Work to complete: Every line below should be copied exactly; drop the pictures.
══════════════════════════════
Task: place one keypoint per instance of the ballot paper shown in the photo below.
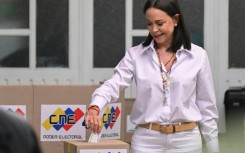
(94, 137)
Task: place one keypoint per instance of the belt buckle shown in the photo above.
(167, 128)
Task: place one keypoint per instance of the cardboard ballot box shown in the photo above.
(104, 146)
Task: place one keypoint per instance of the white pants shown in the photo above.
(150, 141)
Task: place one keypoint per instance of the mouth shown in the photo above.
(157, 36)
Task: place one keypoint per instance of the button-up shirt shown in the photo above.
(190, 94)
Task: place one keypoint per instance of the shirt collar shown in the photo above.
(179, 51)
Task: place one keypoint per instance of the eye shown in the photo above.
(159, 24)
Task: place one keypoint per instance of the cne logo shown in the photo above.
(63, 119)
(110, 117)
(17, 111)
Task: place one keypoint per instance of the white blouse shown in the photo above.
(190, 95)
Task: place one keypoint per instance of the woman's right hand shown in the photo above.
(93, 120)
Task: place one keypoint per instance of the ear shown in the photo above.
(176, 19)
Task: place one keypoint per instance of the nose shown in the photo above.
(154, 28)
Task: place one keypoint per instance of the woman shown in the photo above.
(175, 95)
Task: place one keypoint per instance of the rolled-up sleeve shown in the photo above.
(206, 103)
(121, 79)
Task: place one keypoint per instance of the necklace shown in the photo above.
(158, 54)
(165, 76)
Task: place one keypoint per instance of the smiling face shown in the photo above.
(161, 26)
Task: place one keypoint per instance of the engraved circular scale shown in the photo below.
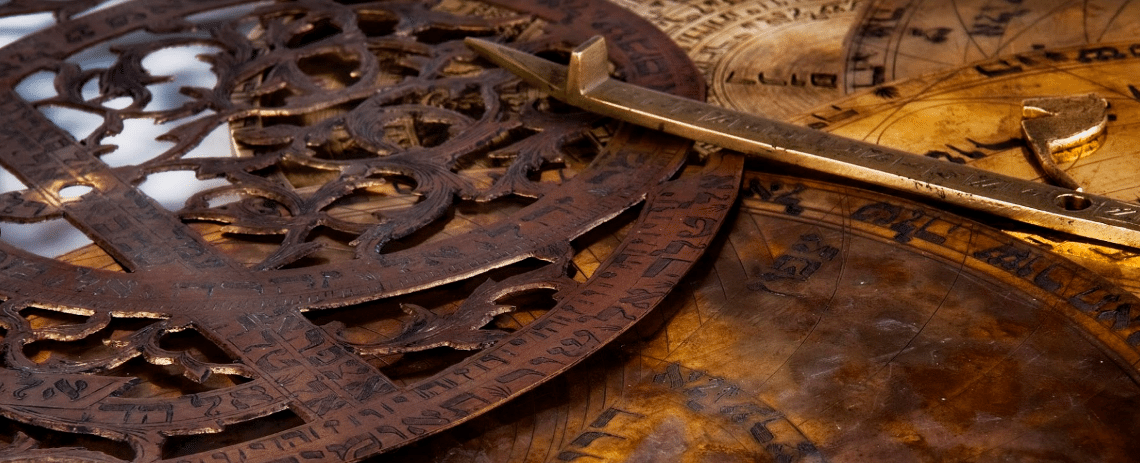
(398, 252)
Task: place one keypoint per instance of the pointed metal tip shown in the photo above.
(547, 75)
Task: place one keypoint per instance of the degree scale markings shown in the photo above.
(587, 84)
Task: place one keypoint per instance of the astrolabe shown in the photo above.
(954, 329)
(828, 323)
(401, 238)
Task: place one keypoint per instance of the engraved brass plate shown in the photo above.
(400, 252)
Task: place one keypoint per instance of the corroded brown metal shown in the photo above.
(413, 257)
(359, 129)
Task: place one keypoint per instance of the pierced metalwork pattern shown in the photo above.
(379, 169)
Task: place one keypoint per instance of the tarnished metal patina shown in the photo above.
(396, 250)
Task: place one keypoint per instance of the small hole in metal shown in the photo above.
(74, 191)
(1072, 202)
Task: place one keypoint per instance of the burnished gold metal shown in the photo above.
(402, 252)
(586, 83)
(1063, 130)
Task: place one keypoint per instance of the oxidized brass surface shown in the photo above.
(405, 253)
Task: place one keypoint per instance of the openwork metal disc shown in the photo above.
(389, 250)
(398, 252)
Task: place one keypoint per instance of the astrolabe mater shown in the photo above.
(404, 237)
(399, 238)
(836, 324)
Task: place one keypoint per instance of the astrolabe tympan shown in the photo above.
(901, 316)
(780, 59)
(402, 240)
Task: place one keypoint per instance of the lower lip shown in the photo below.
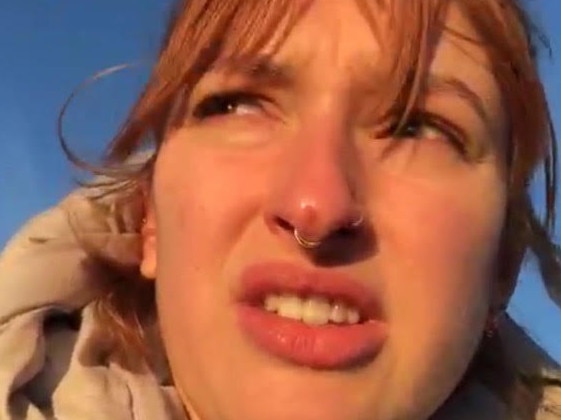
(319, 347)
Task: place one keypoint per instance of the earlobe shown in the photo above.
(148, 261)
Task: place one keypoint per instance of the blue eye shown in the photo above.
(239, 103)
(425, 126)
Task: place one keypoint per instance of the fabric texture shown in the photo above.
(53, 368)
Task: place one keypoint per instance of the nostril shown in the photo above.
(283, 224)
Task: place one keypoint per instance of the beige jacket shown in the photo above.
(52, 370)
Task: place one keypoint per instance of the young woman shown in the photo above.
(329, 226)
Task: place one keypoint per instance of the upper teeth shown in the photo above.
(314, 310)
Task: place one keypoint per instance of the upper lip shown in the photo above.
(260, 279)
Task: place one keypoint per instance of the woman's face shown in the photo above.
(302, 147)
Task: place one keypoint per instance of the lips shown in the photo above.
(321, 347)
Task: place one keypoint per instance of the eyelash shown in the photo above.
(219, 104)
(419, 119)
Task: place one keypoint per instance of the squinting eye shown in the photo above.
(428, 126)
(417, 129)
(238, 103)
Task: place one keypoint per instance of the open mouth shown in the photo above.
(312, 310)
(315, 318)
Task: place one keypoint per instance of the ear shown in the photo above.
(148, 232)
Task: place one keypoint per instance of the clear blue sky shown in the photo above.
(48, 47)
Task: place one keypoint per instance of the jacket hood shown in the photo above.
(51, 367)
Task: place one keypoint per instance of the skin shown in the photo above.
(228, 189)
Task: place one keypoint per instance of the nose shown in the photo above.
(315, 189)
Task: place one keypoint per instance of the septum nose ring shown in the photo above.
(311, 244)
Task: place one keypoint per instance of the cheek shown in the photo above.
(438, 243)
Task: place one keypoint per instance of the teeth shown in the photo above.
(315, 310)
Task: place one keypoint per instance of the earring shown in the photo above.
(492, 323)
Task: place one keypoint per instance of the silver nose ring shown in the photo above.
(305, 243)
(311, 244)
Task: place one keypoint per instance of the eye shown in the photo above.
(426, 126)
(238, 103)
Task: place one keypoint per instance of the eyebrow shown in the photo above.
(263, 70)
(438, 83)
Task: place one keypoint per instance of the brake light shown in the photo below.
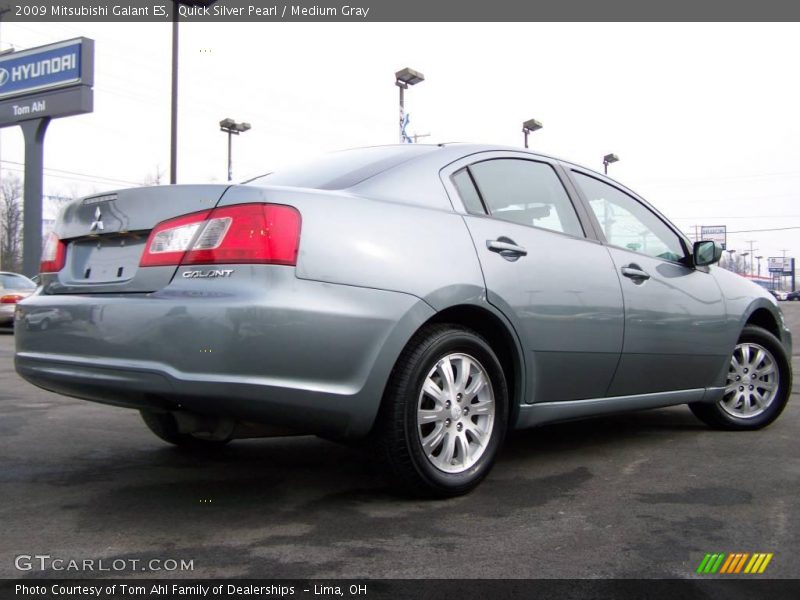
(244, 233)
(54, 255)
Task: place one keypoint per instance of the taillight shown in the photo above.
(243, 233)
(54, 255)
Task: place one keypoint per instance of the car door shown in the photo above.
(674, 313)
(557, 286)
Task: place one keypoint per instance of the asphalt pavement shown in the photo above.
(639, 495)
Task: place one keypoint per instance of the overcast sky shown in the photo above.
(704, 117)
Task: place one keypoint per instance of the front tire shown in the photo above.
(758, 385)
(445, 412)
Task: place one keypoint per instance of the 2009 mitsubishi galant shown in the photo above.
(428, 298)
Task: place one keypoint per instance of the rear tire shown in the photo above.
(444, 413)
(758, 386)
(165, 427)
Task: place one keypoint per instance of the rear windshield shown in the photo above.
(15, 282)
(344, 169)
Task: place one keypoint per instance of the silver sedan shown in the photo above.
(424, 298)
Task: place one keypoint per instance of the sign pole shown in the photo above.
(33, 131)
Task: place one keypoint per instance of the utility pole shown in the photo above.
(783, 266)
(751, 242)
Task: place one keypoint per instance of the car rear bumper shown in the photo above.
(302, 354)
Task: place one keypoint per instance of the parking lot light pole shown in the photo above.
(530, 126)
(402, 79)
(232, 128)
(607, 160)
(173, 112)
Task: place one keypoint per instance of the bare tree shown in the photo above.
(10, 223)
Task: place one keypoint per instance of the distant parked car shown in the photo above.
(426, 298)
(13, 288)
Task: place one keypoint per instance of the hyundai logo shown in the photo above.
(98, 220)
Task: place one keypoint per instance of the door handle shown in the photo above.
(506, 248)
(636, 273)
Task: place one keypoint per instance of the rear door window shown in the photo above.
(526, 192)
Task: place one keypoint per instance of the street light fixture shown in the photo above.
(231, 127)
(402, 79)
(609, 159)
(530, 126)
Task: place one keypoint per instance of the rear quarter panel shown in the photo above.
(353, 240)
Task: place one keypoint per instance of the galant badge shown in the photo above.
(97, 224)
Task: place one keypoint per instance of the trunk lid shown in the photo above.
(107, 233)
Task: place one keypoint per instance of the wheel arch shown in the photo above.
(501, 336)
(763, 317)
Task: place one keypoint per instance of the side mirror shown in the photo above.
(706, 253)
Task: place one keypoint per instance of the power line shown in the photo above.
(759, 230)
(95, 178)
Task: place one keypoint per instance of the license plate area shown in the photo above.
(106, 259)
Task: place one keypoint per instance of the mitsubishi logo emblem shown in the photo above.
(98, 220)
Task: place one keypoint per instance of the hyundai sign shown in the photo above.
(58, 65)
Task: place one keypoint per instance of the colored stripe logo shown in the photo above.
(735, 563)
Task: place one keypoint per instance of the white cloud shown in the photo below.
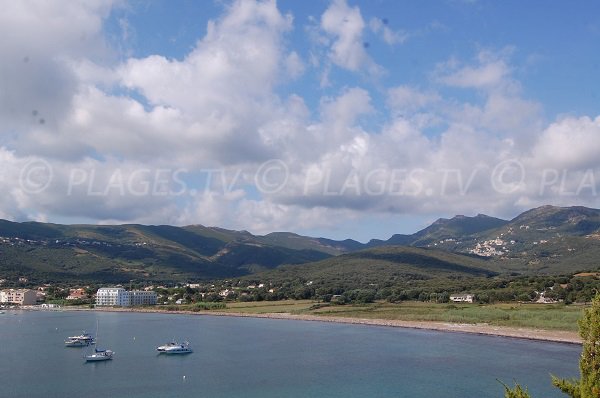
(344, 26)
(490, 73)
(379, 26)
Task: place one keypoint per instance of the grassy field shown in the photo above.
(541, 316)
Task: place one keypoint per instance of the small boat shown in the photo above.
══════════════════════════════
Task solution:
Task: place one keypoint per instance of the ballot paper shown in the photo below.
(94, 137)
Task: place one keypoint per instance of the belt buckle shown in the photo above.
(167, 128)
Task: place one keypoint per instance of the cardboard ballot box shown in the photo above.
(104, 146)
Task: place one keypoint per instance of the white pants shown in the photo above.
(150, 141)
Task: place one keypoint per instance of the mouth shown in the photo above.
(157, 36)
Task: place one keypoint per instance of the button-up shirt shown in the photo above.
(190, 94)
Task: place one keypoint per instance of the shirt collar shown in the photo above.
(179, 51)
Task: place one keypoint per instance of the eye shown in the photo above.
(159, 24)
Task: place one keypoint per instance of the cne logo shown in the photo above.
(63, 119)
(110, 117)
(17, 111)
Task: place one keypoint per instance of the white blouse shown in the photo above.
(190, 95)
Task: place one keypoint per instance of the woman's right hand shown in the photo above.
(93, 120)
Task: place one keypoint per instance of the ear shown in the photo above.
(176, 19)
Task: place one keypoint per instance of the nose shown in the photo above.
(154, 28)
Task: place one keypoint per instance of the woman shown in the photo above.
(175, 95)
Task: place one keypoint per instance of the rolled-up sleeve shown in the photo above.
(206, 103)
(121, 79)
Task: place one keypoint per instance of the necklace shown in the photo above.
(158, 54)
(165, 76)
Task: place one keypoint per instance of the smiling face shown in the photo above.
(161, 26)
Task: place one keypoint per instance of the engraved circular scale shown in the photo below.
(398, 252)
Task: place one keypoint per instance of the pointed metal tip shown in the photo above.
(547, 75)
Task: place one keypoint per instance of the degree scale markings shown in the photo above.
(587, 84)
Task: place one keypoint per instance of the astrolabe shown in the photo above.
(954, 329)
(828, 323)
(401, 238)
Task: place one keypoint per instance of the engraved brass plate shown in the photo above.
(400, 252)
Task: place one keypoint per instance of the corroded brown metal shown in the photo above.
(413, 257)
(359, 129)
Task: place one keypoint per instance of the pierced metalwork pattern shown in the photo above.
(379, 169)
Task: place one keypoint per instance of the tarnished metal patina shown in the photo above.
(396, 250)
Task: place one keypoint per instance of the small hole in metal shown in the photo above.
(74, 191)
(1072, 202)
Task: place one keypoint per instance of the burnished gold metal shown in the photo above.
(402, 252)
(586, 83)
(1063, 130)
Task: place one keypoint per instance of the oxidized brass surface shown in the photo above.
(405, 253)
Task: place one keypoint per instance of the openwork metal disc shown in the photo above.
(389, 250)
(398, 252)
Task: place one keypoint per instance of the astrolabe mater shown in the photo above.
(404, 237)
(399, 238)
(836, 324)
Task: place one keypoint per instance of the astrolabe tympan shown in the photo above.
(901, 316)
(780, 59)
(402, 240)
Task: place one keypoint per instance of the lower lip shown in the photo below.
(319, 347)
Task: place one keypoint per instance of the earlobe shown in the photo above.
(148, 261)
Task: place one keypoint per instance of the blue eye shown in the photo above.
(239, 103)
(425, 126)
Task: place one keypoint per instance of the fabric texture shown in the photo above.
(53, 368)
Task: place one keypoint per instance of the nostril shown in the photo above.
(283, 224)
Task: place one keypoint per instance of the beige jacket shown in the photo above.
(52, 370)
Task: place one keypoint per instance of the young woman shown in the photo above.
(329, 226)
Task: place one keypoint per instance of the upper teeth shown in the photo above.
(314, 310)
Task: place one keypoint per instance of the upper lip shown in the photo above.
(260, 279)
Task: place one keypoint per instance of the woman's face shown in the photo above.
(302, 147)
Task: place one keypoint per instance of the lips shown in the photo above.
(321, 347)
Task: place one keypoint per instance of the eyelash shown in the photo above.
(219, 104)
(419, 119)
Task: place one keypoint per instance of the squinting eye shown in the photo above.
(428, 126)
(417, 129)
(238, 103)
Task: place one keypoint per instance of the open mouth shown in the photo above.
(312, 310)
(315, 318)
Task: place one keypoint per instance of the ear shown in the photo above.
(148, 232)
Task: place one keypoint per instance of the clear blue sky shown in the photo above.
(48, 47)
Task: place one keypoint per instance of the jacket hood shown in the photo above.
(51, 367)
Task: place one keypoint per instance of the skin shown in the photo above.
(228, 189)
Task: place one keypoint per instance of the nose shown in the photo above.
(315, 189)
Task: place one keypoint per instance of the septum nose ring shown in the photo above.
(311, 244)
Task: place one keypoint per instance of the cheek shown in the photo above.
(438, 243)
Task: place one keypoint per instance of the teeth shown in the photo above.
(315, 310)
Task: place one keypoint per instance of the earring shown in the photo above.
(492, 323)
Task: place one keypoint per instance of the silver nose ring shown in the photo above.
(305, 243)
(311, 244)
Task: place one keypoint per instance of the eye shown in the photo above.
(426, 126)
(238, 103)
Task: place one keypoint per instance of the eyebrow shown in the photo above.
(263, 70)
(438, 83)
Task: place one keypoint per instance of the brake light shown in the photo below.
(244, 233)
(54, 255)
Task: place one keypoint per instance of the taillight shown in the photo above.
(243, 233)
(54, 255)
Task: place one keypoint per instance of the car door shown in the photo above.
(674, 313)
(557, 286)
Task: place one keypoint per instance of the asphalt pavement shown in the photo above.
(639, 495)
Task: place one keypoint per instance of the overcast sky shown in the photo above.
(704, 117)
Task: place one keypoint per instance of the front tire shown in the photo above.
(758, 385)
(445, 412)
Task: place one keypoint per instance of the 2009 mitsubishi galant shown in the photo above.
(428, 298)
Task: place one keypoint per instance of the rear tire shown in the photo above.
(444, 413)
(758, 386)
(165, 427)
Task: place one keypoint per instance of the rear windshield shown in the photo above.
(15, 282)
(344, 169)
Task: place one keypoint per instance of the silver sedan shown in the photo above.
(424, 298)
Task: place one keypoint per instance of the sign pole shown in the photo above.
(33, 131)
Task: place one keypoint per instance of the utility pole shown in the photo above.
(783, 266)
(751, 242)
Task: place one keypoint per instance of the car rear bumper shown in the photo above.
(302, 354)
Task: place one keypoint per instance of the parking lot light pole shown in the photo above.
(530, 126)
(402, 79)
(232, 128)
(607, 160)
(173, 112)
Task: place one keypoint per instance of the bare tree shown in the photo above.
(10, 223)
Task: place one keypoint per instance of the distant parked car shown in the photo above.
(426, 298)
(13, 288)
Task: place one keypoint per instance of the hyundai logo shown in the photo above.
(98, 220)
Task: place one keypoint per instance of the door handle shown in the photo above.
(506, 248)
(636, 273)
Task: place one keypoint per instance of the rear door window shown in the photo above.
(526, 192)
Task: place one keypoint per instance of the street light fixture shown in the photo above.
(231, 127)
(402, 79)
(609, 159)
(530, 126)
Task: place one keypoint per instance of the rear quarter panel shown in the photo above.
(353, 240)
Task: place one keypoint per instance of the galant badge shown in the photo above.
(97, 224)
Task: place one keypoint per instance of the trunk lid shown in the photo above.
(107, 233)
Task: place one keypoint per instance of the wheel arch shown in the photo above.
(501, 336)
(763, 317)
Task: place one keypoint per instance of the side mirror shown in the photo above.
(706, 253)
Task: place one keypoint per instance of the power line shown in the photo above.
(759, 230)
(95, 178)
Task: place one keypoint per instance of the license plate area shown in the photo above.
(106, 259)
Task: place one keypoint per instance of the mitsubishi logo emblem shown in the photo above.
(98, 220)
Task: place one keypoint per instance of the hyundai sign shown in the photo above.
(58, 65)
Task: place one keypoint per instance of the colored stripe logo shown in the photo above.
(735, 563)
Task: place one keypoint per instance of the white cloud shown in the photo below.
(344, 26)
(490, 73)
(379, 26)
Task: place one keypoint per instance of the grassy field shown in the photo above.
(541, 316)
Task: place one keypoint per instance of the small boat shown in the photo above.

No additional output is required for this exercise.